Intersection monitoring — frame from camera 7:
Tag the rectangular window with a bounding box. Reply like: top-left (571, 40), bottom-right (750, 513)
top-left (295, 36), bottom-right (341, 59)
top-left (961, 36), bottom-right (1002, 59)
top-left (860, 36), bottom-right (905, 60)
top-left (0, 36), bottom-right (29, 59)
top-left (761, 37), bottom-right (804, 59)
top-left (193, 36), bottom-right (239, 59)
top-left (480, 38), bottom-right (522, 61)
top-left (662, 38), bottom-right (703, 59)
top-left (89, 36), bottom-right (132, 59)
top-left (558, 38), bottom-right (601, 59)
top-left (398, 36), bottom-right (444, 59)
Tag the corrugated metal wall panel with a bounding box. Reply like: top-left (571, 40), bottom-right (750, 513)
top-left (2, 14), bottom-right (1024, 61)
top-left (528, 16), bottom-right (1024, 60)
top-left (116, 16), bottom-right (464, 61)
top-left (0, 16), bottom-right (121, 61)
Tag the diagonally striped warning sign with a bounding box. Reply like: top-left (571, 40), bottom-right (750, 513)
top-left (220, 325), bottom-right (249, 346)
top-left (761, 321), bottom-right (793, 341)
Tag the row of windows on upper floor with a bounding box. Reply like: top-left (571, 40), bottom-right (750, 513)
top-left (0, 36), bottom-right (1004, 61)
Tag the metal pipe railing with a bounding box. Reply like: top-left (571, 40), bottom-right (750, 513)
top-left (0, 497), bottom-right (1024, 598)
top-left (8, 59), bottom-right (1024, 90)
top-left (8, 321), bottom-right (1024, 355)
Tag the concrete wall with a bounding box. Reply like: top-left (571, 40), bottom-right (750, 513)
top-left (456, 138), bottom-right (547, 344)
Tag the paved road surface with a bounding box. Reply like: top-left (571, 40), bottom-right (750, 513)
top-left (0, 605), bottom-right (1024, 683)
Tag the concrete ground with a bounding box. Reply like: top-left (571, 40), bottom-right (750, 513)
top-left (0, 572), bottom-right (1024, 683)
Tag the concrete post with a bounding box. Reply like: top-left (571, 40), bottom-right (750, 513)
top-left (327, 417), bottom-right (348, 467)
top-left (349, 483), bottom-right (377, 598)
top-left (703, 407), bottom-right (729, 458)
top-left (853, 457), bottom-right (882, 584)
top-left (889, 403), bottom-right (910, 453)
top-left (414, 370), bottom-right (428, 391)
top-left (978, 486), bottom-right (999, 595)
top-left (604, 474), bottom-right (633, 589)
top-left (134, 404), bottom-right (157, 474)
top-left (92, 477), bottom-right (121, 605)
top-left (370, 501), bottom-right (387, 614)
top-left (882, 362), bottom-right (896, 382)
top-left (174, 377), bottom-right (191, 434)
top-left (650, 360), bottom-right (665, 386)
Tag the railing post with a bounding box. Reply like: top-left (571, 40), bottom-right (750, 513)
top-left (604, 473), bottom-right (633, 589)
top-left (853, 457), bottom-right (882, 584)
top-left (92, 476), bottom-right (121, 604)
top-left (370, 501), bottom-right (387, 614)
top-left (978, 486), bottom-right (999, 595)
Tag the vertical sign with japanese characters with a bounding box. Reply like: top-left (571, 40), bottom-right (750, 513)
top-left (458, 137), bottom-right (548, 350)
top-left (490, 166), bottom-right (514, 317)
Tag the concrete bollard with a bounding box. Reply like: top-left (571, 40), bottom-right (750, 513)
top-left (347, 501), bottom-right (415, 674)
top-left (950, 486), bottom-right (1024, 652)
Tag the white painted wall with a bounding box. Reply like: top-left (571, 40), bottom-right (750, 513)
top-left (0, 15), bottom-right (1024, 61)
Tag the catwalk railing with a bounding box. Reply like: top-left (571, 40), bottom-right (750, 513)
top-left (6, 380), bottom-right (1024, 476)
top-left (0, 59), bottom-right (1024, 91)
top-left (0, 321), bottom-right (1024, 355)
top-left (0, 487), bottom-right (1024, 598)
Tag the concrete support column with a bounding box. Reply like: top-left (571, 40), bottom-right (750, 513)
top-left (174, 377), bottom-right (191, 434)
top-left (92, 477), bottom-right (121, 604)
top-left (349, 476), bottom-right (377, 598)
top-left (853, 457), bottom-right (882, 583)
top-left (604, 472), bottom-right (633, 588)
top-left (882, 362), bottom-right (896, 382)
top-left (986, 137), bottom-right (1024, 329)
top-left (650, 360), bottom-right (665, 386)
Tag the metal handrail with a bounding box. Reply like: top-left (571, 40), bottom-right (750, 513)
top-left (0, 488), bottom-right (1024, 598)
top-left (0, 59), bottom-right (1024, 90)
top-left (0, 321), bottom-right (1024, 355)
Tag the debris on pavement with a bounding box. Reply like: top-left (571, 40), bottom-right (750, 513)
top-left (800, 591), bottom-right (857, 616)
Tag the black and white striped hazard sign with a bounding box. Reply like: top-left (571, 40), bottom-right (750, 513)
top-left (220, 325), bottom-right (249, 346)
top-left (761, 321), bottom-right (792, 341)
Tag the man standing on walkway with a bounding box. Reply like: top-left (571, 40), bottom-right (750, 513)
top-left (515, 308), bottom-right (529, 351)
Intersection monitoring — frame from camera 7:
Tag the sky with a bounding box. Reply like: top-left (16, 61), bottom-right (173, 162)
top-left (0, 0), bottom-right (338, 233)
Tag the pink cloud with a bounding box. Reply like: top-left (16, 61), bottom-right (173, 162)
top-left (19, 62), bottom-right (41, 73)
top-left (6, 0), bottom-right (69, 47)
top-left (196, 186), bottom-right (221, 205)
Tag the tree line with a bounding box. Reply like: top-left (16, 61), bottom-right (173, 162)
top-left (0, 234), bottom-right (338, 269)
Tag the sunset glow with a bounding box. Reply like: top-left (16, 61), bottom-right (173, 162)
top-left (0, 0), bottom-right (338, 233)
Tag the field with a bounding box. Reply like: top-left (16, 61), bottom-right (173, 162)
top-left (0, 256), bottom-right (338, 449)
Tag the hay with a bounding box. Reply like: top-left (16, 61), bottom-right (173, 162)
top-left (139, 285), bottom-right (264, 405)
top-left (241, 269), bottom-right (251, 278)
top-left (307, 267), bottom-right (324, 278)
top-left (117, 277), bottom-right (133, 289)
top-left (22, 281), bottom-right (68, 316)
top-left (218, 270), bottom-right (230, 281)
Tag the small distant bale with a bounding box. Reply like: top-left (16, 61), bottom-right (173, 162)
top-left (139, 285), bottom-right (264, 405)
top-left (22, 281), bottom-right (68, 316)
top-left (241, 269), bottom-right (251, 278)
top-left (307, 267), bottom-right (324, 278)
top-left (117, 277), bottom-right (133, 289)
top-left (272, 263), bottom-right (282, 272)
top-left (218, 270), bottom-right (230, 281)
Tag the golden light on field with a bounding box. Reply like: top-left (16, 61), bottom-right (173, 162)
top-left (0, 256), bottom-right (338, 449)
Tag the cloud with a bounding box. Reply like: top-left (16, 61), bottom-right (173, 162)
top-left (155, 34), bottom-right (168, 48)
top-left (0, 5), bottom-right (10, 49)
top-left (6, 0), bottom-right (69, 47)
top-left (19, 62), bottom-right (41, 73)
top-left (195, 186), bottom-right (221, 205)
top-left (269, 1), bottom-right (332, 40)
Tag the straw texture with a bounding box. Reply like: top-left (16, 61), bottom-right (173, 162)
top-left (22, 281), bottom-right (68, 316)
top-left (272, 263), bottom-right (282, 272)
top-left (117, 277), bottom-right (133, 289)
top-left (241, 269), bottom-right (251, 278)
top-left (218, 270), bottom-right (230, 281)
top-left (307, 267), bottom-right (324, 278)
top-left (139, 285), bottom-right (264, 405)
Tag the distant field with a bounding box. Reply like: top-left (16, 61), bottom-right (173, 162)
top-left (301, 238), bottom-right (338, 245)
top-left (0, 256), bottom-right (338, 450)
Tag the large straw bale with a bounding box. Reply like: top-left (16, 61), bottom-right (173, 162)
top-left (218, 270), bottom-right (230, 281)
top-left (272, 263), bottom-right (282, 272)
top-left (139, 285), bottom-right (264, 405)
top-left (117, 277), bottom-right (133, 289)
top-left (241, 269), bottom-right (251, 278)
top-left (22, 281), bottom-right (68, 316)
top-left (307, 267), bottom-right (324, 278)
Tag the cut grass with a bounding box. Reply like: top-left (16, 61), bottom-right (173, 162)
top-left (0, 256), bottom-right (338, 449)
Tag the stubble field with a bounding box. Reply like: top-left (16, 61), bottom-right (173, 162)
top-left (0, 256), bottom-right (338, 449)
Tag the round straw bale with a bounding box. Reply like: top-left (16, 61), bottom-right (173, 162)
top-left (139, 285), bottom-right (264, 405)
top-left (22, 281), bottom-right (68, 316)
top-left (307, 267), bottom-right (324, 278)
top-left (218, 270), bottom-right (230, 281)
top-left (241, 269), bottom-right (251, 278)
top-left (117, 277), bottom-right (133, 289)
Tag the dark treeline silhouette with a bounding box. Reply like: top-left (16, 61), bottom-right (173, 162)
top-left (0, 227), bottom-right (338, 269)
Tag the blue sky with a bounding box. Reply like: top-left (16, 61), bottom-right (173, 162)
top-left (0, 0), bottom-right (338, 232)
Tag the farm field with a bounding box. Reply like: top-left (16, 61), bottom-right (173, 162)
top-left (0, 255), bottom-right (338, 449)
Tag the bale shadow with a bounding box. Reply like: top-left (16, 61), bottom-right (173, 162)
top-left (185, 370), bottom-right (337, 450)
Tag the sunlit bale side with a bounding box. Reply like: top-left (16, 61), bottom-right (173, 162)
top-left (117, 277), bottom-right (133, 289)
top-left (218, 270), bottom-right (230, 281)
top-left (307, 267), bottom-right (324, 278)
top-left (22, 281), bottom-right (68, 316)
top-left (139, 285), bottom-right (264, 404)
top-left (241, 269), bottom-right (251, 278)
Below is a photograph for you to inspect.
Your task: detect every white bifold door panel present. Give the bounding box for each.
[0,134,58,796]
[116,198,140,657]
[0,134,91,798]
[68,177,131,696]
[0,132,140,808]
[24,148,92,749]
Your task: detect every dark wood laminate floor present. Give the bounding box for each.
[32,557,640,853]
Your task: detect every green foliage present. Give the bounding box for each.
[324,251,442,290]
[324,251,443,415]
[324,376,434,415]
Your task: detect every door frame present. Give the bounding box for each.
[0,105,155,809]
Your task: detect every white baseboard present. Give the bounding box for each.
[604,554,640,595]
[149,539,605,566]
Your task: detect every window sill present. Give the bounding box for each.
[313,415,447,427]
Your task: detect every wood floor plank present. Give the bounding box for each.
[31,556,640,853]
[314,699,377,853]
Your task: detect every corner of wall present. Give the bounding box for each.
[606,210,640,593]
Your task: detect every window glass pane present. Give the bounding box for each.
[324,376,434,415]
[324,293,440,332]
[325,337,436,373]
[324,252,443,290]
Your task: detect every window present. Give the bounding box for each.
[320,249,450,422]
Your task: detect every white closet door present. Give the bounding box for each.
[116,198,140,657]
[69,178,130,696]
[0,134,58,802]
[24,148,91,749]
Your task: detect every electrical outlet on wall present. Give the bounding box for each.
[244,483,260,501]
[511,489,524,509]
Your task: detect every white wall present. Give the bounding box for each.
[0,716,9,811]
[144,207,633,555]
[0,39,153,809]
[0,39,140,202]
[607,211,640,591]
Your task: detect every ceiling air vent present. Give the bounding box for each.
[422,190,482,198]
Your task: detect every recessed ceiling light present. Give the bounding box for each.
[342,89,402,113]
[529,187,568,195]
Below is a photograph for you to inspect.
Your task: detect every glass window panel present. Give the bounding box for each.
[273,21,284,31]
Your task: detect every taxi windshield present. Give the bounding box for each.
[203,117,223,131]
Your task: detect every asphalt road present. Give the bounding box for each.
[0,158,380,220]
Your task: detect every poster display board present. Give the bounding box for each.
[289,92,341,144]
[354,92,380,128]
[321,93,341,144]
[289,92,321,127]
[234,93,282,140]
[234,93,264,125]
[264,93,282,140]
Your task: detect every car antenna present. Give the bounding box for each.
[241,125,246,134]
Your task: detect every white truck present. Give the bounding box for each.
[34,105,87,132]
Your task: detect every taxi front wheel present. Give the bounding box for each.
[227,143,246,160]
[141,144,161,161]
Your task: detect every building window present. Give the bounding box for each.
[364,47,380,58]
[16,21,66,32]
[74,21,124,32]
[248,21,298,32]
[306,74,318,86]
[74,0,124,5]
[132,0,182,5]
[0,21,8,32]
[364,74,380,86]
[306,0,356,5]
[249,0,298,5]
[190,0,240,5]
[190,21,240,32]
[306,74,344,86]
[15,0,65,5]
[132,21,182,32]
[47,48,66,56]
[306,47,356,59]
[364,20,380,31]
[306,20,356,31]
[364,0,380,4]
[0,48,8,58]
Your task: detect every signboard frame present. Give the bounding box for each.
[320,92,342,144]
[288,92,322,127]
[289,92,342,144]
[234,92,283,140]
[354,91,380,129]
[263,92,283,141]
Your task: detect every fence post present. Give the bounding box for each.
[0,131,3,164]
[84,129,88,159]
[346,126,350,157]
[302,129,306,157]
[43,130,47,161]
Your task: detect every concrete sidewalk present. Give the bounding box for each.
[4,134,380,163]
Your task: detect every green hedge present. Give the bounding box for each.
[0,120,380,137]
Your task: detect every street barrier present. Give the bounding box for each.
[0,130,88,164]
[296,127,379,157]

_Task brief_
Reproduce the rows from the line containing "Your task: detect every taxi front" through the end of the rows, inclusive, renaming "signboard frame" to "sign frame" and leaving everything else unchanged.

_Exercise answer_
Your task: detect every taxi front wheel present. Give the bounding box for each.
[227,143,246,160]
[141,144,161,161]
Your task: detect every building window present. Give the bounding box for each.
[364,47,380,58]
[16,21,66,32]
[74,21,124,32]
[248,21,298,32]
[306,74,318,86]
[74,0,124,5]
[132,0,182,5]
[0,21,8,32]
[364,74,380,86]
[306,0,356,5]
[249,0,298,5]
[190,0,240,5]
[190,21,240,32]
[306,74,344,86]
[15,0,65,5]
[132,21,182,32]
[47,48,66,56]
[306,47,356,59]
[364,20,380,31]
[306,20,356,31]
[364,0,380,4]
[0,48,8,58]
Your task: detect every sign frame present. Give the bounding box for each.
[320,92,342,144]
[288,92,322,127]
[289,92,342,144]
[234,92,283,140]
[354,91,380,129]
[263,92,283,141]
Your task: detect every fence post present. Give the bounding box for each.
[0,131,3,164]
[84,129,88,159]
[346,126,350,157]
[302,129,306,157]
[43,130,47,161]
Your task: detect every concrete sidewalk present. Give the bounding box for each.
[4,134,380,163]
Your task: detect every green hedge present. Give the bounding box for each.
[0,120,380,137]
Your task: detect every street barrier present. Give the bounding box for each.
[0,130,88,164]
[296,127,379,157]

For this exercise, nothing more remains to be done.